(Point labeling dataset excerpts)
↓↓↓
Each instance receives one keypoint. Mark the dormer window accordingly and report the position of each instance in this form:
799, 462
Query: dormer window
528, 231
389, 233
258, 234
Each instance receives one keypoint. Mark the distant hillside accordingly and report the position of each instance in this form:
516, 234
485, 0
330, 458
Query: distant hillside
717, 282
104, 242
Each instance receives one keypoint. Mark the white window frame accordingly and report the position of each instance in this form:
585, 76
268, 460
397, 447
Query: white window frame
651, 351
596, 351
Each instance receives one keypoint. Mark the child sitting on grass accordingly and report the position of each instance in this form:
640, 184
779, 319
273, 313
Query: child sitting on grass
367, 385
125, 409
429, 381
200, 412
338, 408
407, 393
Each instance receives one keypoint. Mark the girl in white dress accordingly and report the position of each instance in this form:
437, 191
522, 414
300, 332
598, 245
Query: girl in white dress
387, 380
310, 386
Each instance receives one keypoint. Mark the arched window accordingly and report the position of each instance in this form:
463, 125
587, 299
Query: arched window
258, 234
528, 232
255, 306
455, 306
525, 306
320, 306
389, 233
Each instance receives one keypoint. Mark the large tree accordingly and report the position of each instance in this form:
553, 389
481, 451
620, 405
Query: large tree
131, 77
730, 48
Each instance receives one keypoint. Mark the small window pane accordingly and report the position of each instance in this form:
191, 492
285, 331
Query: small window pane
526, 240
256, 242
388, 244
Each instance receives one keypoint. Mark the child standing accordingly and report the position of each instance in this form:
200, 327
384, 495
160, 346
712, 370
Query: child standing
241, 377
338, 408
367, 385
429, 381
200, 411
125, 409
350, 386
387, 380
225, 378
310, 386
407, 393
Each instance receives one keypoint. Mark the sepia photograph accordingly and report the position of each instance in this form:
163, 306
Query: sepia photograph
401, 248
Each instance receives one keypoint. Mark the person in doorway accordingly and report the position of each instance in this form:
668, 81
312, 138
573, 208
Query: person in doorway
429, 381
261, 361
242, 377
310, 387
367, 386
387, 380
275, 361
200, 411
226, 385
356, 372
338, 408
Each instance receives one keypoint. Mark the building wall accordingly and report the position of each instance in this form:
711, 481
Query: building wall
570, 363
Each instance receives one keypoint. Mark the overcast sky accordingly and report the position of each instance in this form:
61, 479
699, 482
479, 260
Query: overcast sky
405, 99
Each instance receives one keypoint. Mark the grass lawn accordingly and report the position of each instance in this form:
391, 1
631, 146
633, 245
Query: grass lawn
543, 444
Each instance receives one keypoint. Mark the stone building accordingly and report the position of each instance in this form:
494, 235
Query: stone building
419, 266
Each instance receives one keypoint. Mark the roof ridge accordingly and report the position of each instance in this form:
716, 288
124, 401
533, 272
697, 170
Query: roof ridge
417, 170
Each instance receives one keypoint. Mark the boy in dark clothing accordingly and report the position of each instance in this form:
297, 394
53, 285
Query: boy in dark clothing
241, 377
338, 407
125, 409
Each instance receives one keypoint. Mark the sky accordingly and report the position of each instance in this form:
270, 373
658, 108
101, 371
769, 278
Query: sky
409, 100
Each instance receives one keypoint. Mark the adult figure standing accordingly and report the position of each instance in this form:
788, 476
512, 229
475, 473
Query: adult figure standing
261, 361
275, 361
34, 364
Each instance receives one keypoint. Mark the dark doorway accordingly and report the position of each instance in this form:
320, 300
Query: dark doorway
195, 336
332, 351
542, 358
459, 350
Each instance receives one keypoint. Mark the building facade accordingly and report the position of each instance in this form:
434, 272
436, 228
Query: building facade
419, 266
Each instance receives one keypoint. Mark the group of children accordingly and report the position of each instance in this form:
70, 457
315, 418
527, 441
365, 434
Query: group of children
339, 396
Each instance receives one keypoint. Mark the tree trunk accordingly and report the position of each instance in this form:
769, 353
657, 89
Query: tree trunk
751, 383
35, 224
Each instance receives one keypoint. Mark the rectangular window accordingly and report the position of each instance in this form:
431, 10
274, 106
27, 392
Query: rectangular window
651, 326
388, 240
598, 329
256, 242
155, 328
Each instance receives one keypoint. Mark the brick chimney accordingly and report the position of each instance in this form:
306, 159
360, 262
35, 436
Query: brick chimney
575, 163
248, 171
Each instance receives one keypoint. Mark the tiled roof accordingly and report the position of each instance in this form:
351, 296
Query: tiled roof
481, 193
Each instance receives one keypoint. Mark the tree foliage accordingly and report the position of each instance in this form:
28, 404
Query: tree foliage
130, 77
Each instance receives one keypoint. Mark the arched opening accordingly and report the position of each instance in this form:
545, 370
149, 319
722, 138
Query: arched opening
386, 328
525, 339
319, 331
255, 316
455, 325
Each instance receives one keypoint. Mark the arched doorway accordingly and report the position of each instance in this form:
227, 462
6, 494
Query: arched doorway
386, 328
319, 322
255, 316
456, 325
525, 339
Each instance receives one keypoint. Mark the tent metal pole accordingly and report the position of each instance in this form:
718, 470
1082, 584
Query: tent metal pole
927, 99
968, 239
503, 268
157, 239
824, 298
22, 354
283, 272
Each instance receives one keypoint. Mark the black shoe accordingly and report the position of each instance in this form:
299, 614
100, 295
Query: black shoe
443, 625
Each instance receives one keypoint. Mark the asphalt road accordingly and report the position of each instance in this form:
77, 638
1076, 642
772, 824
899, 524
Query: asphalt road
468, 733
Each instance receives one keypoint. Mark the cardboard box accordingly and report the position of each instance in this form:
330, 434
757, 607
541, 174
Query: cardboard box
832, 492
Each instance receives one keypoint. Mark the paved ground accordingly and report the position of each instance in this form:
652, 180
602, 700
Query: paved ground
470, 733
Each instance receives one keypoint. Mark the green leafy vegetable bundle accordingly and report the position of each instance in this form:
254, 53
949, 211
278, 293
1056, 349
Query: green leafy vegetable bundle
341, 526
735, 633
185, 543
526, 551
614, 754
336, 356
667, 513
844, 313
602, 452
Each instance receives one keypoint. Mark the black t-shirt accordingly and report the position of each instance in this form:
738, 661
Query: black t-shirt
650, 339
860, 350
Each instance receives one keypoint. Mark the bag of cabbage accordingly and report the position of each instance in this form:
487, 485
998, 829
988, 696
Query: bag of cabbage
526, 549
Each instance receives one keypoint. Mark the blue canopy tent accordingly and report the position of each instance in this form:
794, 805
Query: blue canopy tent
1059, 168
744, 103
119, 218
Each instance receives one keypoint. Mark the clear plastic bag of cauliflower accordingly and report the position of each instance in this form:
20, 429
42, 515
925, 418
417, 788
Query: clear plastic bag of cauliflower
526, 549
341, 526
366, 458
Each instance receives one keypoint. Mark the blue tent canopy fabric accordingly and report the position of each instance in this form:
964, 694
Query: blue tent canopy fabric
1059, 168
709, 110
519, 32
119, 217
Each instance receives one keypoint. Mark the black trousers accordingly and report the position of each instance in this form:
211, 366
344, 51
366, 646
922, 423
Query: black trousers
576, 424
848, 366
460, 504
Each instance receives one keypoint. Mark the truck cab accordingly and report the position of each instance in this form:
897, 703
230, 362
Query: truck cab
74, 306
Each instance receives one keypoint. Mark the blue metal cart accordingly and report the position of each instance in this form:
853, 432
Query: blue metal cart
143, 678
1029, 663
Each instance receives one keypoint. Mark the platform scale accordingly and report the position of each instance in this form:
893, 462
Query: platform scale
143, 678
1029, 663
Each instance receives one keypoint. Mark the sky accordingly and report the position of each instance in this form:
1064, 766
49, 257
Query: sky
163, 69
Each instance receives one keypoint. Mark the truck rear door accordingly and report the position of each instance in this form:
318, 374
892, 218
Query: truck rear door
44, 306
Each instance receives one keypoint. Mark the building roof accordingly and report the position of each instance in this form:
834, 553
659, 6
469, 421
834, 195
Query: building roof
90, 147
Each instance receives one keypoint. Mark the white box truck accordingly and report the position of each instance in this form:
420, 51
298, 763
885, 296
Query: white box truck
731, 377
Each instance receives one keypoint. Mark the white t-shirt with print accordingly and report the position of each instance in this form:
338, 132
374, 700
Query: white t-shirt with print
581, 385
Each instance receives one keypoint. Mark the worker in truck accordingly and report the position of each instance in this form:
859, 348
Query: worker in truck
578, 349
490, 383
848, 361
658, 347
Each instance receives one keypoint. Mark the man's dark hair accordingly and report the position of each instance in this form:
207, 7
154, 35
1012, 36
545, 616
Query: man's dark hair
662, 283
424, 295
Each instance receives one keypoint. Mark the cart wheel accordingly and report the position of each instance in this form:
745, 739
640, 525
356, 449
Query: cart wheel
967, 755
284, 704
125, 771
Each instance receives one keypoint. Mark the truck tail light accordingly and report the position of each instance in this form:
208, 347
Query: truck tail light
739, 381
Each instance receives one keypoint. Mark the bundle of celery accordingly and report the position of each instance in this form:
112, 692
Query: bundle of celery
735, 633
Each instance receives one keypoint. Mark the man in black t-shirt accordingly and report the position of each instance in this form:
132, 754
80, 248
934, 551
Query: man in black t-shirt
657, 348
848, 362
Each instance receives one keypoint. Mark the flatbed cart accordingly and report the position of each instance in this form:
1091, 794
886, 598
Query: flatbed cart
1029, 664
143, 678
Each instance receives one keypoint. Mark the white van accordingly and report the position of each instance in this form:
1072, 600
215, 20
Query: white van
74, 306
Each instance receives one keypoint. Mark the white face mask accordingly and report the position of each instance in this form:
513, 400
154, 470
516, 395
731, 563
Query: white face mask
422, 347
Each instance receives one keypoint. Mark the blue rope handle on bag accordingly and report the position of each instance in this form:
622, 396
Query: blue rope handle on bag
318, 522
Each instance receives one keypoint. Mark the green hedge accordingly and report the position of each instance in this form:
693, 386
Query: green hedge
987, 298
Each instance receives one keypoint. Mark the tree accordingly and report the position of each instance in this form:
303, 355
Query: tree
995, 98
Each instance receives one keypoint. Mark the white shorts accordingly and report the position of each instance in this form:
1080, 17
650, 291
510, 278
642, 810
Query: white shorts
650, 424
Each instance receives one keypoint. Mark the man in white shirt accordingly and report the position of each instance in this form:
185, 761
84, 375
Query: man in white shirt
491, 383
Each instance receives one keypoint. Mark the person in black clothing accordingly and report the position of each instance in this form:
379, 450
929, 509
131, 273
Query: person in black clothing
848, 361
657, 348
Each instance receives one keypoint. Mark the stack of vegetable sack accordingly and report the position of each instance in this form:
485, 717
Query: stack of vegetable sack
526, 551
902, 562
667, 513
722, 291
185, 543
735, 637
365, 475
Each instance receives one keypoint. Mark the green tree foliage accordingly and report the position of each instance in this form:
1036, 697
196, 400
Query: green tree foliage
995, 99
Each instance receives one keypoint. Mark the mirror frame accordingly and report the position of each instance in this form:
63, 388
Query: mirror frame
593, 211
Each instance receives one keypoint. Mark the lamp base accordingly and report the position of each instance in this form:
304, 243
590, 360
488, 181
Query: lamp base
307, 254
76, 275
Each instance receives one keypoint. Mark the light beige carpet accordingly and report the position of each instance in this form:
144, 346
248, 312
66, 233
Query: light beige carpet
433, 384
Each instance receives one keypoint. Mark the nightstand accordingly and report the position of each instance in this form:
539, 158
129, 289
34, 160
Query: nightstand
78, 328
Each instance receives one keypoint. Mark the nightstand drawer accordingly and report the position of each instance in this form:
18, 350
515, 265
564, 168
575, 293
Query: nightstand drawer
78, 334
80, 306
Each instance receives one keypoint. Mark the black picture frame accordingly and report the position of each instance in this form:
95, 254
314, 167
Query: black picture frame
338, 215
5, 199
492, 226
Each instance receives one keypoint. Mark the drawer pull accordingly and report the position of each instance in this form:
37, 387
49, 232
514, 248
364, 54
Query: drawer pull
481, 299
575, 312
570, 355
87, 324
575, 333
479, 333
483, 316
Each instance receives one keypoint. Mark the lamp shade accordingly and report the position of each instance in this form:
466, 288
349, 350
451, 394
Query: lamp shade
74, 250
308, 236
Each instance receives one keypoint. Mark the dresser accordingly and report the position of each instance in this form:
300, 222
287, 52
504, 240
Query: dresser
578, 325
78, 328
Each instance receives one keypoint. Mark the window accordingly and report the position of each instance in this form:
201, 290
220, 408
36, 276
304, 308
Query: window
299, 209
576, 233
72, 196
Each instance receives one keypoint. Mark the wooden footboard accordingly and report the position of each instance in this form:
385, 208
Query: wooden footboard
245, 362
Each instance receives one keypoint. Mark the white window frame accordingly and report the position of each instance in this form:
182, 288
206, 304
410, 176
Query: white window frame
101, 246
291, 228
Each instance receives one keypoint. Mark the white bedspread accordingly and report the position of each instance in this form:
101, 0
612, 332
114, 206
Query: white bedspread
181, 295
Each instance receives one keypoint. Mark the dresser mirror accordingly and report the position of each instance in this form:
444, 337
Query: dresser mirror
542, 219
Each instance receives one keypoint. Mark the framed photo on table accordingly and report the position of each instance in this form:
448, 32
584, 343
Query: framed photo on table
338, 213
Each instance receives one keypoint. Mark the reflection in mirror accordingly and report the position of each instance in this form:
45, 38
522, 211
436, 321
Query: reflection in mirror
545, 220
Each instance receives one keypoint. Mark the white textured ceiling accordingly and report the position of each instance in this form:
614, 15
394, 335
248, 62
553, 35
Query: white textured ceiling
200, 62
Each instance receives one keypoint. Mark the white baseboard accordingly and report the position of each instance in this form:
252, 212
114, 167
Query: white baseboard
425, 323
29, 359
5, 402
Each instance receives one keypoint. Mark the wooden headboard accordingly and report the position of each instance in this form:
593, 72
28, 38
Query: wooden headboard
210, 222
↑↑↑
- **The task**:
Write out the lines above, starting at the line that contains "the dresser accordingly" and ending with the final line, and nothing else; copy them exactly.

- **Solution**:
Each instance receives one keypoint. Mark the dresser accordingly and report the position of each instance in this form:
300, 222
287, 52
504, 240
Query: dresser
578, 325
78, 328
Each instance receives one keypoint. Mark the window accordingly and report the position of each instance in this form:
201, 290
220, 408
36, 276
304, 308
Query: window
299, 209
576, 233
72, 196
Each instance receives one keypoint. Mark the wooden footboard accordingly and report the position of each instance in this form:
385, 208
Query: wooden footboard
245, 362
Each instance receives one keypoint. Mark the white window frame accordingly and report the position of each instance in this form:
182, 288
206, 304
410, 176
Query: white window frame
101, 246
291, 228
Each instance receives one keypoint. Mark the white bedspread accordingly and report the position of each instance in this form:
101, 0
612, 332
114, 206
Query: white bedspread
181, 295
Each instance receives one keypoint. Mark the dresser mirror accordingly and report the position of each instance in this form:
444, 337
Query: dresser mirror
542, 219
Each instance receives one keypoint. Mark the framed photo on table accordingly and report the position of each instance in this form:
448, 32
584, 343
Query: framed photo on table
338, 213
Each instance receives one keypoint. Mark the reflection in mirror accordingly and report the position of each instance in this form:
45, 38
522, 211
436, 321
Query: reflection in mirror
545, 220
Each instance receives one keypoint. Mark the white textured ceiling accordingly and report the position of each instance in this form:
614, 15
394, 335
248, 62
553, 35
Query: white textured ceiling
200, 62
Each instance receives one keypoint. Mark the white baseboard accordingly and report the position of each instance in this form:
252, 212
114, 167
Query: white baseboard
425, 323
29, 359
5, 402
Each instance receives one keypoint. Mark the wooden headboard accordingly and report the position of each instance in this form:
593, 72
28, 38
Query: wooden headboard
210, 222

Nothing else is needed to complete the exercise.